##### GIVEN ENTRIES #####
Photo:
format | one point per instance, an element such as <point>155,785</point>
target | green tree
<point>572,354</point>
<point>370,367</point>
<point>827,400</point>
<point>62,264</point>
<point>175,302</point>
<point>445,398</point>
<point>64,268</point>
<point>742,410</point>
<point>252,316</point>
#####
> _EXERCISE DESCRIPTION_
Rewrite the lines above, replacing "green tree" with "leafy tree" and leaving everything else unchanged.

> _EXPECTED ANSWER_
Photo:
format | one point per instance, an element such as <point>155,785</point>
target | leafy tree
<point>572,354</point>
<point>370,367</point>
<point>827,400</point>
<point>62,264</point>
<point>175,302</point>
<point>445,398</point>
<point>64,268</point>
<point>742,410</point>
<point>252,316</point>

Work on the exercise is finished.